Stored entries:
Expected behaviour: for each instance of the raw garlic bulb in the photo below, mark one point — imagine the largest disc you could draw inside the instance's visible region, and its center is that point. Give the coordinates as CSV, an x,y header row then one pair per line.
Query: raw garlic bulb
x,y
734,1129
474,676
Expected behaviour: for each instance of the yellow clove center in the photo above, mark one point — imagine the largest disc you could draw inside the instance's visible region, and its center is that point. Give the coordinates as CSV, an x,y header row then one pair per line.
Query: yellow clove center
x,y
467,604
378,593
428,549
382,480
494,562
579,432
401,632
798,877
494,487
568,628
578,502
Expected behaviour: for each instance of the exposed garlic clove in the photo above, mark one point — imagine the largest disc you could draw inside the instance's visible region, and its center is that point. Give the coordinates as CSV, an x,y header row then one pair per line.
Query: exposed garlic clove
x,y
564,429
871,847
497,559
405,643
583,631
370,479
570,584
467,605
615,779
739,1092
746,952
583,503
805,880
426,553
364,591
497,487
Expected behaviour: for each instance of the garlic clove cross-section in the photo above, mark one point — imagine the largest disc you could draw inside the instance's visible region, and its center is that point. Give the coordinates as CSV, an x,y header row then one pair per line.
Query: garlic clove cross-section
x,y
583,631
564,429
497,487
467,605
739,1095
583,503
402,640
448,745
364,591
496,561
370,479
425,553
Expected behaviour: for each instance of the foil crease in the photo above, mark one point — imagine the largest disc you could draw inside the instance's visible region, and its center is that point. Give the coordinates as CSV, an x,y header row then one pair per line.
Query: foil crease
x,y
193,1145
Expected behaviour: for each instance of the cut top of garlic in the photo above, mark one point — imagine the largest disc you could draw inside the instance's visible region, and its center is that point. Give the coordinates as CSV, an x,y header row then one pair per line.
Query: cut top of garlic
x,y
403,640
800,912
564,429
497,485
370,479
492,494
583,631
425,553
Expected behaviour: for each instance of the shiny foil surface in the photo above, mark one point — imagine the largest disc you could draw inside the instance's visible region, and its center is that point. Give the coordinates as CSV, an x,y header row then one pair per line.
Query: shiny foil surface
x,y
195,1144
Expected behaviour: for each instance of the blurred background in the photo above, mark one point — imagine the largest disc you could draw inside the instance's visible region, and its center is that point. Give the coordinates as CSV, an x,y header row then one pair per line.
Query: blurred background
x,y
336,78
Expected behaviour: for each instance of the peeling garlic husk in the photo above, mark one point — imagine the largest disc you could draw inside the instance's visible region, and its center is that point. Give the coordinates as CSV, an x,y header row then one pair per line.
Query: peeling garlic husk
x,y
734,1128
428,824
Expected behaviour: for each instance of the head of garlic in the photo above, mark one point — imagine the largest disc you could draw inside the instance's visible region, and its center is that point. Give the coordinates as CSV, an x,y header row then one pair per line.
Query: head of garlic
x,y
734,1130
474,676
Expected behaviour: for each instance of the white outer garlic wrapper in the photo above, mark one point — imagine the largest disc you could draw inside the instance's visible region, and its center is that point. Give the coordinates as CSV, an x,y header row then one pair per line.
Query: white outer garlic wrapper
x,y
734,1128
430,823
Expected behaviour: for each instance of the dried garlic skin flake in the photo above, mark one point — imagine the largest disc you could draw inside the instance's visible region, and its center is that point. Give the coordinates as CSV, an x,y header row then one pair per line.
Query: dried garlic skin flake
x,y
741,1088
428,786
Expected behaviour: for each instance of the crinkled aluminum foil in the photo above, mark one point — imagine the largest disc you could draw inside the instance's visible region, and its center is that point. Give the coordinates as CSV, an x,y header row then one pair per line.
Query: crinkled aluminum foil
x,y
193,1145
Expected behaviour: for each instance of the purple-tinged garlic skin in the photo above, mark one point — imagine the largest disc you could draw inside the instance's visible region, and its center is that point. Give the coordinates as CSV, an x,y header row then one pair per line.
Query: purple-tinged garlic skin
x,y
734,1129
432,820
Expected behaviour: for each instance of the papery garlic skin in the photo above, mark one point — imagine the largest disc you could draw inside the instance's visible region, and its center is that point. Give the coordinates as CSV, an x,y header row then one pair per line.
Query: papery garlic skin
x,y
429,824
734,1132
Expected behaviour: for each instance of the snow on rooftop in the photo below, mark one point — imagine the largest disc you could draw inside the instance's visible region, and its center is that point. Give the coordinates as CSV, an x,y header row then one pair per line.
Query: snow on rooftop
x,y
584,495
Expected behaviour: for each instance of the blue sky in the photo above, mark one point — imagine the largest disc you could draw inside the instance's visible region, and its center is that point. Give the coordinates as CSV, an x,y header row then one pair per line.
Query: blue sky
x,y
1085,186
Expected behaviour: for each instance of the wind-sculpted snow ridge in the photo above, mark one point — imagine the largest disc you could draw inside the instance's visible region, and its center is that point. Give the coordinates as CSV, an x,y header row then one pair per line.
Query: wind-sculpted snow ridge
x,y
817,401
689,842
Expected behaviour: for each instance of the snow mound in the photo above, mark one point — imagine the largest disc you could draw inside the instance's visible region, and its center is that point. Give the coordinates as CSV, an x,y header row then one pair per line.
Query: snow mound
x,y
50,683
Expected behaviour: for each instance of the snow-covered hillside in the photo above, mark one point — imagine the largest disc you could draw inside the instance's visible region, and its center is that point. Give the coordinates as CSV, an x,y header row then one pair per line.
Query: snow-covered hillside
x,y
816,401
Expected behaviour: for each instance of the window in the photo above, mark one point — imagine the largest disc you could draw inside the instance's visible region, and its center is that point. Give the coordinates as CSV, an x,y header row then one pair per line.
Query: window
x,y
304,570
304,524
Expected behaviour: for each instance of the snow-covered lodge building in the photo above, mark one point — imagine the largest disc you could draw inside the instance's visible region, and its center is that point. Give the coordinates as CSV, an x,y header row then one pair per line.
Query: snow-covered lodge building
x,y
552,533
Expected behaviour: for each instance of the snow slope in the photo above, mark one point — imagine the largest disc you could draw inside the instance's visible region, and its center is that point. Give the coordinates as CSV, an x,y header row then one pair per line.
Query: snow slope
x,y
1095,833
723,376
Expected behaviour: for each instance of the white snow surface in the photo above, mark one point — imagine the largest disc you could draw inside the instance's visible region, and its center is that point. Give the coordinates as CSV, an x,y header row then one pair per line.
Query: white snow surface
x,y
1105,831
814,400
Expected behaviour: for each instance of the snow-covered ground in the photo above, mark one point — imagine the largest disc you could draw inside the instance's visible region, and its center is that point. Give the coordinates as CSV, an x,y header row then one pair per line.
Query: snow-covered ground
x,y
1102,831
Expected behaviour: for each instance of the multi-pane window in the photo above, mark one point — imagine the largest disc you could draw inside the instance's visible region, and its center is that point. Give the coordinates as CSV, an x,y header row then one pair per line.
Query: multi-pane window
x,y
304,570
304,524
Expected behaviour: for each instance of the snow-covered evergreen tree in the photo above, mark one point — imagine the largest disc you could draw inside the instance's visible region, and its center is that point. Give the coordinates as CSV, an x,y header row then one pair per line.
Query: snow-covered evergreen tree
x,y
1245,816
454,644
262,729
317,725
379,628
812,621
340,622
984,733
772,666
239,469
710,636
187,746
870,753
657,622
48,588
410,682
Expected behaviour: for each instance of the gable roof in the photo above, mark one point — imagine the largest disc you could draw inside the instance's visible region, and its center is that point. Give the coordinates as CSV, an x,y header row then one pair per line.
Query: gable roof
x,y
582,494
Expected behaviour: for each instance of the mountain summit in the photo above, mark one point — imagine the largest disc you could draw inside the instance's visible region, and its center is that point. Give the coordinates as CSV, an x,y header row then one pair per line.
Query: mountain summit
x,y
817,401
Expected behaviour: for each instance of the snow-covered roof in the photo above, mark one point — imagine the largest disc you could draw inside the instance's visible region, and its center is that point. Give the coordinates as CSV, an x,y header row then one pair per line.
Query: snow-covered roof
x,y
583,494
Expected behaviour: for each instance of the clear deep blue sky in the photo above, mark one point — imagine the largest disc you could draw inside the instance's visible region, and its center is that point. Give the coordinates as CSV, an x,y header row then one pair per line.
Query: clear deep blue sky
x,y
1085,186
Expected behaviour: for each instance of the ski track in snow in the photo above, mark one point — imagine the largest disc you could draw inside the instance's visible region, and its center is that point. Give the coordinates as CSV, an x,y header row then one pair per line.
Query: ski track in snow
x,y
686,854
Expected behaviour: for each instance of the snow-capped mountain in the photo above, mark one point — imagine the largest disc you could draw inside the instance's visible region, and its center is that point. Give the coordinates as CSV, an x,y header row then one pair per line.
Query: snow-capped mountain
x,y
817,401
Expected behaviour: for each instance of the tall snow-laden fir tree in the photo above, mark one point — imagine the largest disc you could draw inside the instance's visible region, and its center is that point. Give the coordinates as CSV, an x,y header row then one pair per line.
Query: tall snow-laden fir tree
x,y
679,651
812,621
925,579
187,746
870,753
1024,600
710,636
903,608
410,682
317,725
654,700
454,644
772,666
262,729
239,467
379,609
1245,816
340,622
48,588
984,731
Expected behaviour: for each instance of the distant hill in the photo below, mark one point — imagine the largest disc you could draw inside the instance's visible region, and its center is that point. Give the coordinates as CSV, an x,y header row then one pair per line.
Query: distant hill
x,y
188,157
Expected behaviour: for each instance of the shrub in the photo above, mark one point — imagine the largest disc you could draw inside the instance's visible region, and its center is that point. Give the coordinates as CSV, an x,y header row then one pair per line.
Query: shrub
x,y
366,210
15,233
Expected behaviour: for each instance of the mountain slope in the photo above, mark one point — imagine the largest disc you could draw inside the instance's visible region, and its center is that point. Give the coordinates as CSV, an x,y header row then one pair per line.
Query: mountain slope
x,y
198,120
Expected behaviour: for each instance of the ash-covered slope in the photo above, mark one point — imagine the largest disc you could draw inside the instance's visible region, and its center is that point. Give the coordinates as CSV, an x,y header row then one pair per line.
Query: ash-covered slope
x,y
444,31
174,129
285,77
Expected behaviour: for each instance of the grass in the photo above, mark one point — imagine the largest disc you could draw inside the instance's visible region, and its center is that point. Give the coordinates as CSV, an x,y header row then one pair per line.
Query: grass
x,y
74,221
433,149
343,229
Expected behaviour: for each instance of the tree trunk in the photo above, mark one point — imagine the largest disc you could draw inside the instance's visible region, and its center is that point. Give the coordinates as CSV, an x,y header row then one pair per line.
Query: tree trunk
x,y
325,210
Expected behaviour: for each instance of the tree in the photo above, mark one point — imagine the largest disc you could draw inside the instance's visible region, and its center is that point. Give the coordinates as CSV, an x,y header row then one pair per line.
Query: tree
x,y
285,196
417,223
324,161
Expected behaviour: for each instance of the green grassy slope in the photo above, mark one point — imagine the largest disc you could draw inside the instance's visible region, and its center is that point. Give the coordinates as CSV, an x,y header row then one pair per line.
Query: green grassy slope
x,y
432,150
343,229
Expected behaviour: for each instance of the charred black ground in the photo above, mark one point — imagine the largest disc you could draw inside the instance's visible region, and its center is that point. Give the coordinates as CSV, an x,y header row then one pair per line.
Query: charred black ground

■ Directions for this task ■
Above are the records; copy exactly the lines from the line with "Query: exposed garlic clove" through the line with "Expected behaviour: for each instance of the garlic", both included.

■ Task result ■
Query: exposed garlic clove
x,y
564,429
871,847
497,559
405,643
583,631
370,479
570,584
467,605
615,779
739,1092
746,952
583,503
805,880
426,553
364,591
497,487
Expected behaviour: for each instance of the garlic clove cross-section in the photo above, mark one point — imagine the largest disc you could draw inside the instance's visible region, and its center is that point. Give the coordinates as CSV, an x,y header row then one pair per line.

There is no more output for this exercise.